BEGIN
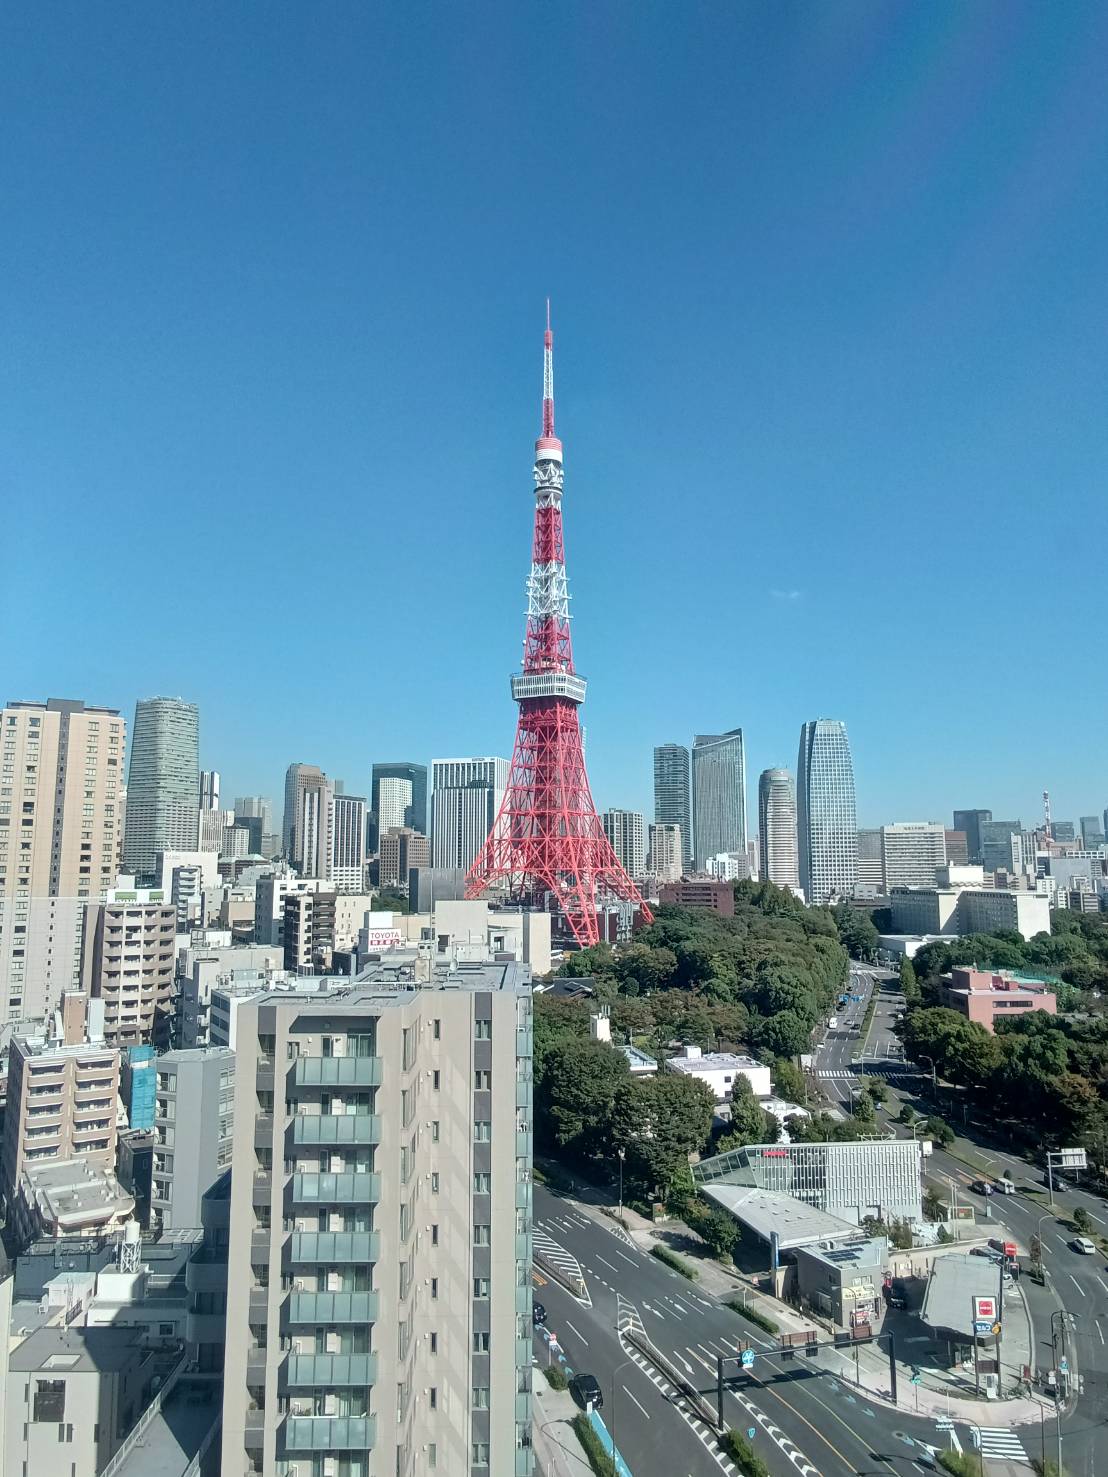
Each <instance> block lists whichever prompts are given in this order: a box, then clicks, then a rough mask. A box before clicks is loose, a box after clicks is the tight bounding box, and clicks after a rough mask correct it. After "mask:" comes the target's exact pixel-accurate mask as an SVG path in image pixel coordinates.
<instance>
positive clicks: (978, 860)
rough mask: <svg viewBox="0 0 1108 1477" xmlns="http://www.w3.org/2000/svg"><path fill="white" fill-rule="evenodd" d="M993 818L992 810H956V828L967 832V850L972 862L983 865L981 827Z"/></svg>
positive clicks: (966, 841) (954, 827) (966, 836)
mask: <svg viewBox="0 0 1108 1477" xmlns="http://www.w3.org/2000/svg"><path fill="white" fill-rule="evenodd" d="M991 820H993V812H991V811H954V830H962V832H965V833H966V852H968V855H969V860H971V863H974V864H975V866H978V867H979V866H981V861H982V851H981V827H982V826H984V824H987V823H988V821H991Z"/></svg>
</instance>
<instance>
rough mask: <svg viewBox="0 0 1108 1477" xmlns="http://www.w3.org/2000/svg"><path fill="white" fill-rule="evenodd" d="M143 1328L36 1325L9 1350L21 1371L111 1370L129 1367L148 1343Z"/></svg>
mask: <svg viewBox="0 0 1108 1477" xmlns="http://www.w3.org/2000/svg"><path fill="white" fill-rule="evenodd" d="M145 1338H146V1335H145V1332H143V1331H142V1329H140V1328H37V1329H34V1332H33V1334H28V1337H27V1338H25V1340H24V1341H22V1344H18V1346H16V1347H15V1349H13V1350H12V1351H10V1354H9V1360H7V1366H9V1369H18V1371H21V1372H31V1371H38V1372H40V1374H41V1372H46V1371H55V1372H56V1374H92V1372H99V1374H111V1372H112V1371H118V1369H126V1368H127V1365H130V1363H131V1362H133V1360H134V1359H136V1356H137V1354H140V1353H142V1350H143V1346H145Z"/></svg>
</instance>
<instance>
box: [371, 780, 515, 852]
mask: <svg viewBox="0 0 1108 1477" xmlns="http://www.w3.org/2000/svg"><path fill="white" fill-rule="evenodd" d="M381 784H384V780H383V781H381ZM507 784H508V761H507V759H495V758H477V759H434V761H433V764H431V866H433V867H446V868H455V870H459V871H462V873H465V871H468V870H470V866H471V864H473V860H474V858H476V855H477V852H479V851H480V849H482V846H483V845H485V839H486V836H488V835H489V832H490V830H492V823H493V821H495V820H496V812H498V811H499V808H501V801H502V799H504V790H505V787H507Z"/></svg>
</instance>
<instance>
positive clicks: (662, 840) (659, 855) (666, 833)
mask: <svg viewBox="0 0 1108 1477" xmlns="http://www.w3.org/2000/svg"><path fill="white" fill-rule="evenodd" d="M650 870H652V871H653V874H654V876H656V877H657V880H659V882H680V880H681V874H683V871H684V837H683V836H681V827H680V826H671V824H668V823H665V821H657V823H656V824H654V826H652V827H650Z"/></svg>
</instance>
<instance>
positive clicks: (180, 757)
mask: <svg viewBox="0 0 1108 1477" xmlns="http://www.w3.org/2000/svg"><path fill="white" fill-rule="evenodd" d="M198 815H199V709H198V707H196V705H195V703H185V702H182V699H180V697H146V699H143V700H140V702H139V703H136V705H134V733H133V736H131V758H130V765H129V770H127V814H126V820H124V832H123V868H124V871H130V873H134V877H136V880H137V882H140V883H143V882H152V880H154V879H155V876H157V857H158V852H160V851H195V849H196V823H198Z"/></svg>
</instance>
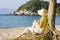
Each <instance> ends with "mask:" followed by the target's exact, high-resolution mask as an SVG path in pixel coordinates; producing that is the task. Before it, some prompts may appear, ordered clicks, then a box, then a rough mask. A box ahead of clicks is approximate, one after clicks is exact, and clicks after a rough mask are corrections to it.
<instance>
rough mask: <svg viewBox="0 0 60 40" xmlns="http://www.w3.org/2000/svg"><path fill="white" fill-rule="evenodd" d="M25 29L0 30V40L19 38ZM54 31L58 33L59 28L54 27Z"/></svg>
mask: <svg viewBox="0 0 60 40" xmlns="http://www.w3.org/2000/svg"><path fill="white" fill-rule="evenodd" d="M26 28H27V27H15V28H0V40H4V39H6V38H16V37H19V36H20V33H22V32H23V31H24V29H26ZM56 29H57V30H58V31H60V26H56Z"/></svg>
END
BEGIN
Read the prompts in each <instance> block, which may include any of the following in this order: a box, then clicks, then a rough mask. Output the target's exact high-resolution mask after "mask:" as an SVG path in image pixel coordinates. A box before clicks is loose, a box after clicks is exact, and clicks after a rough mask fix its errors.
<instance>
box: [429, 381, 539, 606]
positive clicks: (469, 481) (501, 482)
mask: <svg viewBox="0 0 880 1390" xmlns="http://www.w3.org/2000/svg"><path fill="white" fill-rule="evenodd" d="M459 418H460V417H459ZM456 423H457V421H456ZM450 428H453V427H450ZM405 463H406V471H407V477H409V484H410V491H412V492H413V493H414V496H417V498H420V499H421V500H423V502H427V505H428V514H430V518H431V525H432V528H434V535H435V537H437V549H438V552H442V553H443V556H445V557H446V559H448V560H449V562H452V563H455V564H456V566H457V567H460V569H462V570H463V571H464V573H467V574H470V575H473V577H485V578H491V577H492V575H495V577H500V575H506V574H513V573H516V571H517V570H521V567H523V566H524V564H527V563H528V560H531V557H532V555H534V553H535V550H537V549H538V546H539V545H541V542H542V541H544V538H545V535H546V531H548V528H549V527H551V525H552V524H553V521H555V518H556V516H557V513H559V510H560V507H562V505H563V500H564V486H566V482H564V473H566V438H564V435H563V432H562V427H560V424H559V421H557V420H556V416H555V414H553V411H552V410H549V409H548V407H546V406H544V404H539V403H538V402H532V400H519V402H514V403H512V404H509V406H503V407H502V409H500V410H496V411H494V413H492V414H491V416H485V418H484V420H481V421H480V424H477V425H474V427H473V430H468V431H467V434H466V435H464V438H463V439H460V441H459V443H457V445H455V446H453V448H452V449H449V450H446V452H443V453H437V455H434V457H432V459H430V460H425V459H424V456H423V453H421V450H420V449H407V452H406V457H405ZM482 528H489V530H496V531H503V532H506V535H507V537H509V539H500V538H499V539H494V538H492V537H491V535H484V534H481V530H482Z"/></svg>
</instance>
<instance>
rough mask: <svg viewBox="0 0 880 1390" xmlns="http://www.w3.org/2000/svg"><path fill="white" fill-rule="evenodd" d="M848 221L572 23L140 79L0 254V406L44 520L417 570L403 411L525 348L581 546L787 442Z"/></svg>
END
WORK REQUIRED: Copy out every line of the data that includes the word "image".

SOLUTION FOR THIS TASK:
Each <instance> block lists whichever prompts are given in this order: a box, then clicks, then a rough mask. A box before clicks is loose, a box after clicks is the tight bounding box, and clicks after a rough mask correct it. After "mask:" comes the target's exact pixel-accurate mask as an SVG path in image pixel coordinates.
Read the prompts in each <instance> block, which may include any of the following in this order: a box, then clicks, then a rough mask. Output the target's exact high-resolution mask after "mask:" as an SVG path in image pixel coordinates. A box before clicks is loose, a box after clicks is exact, and clicks after a rough mask fix its errors.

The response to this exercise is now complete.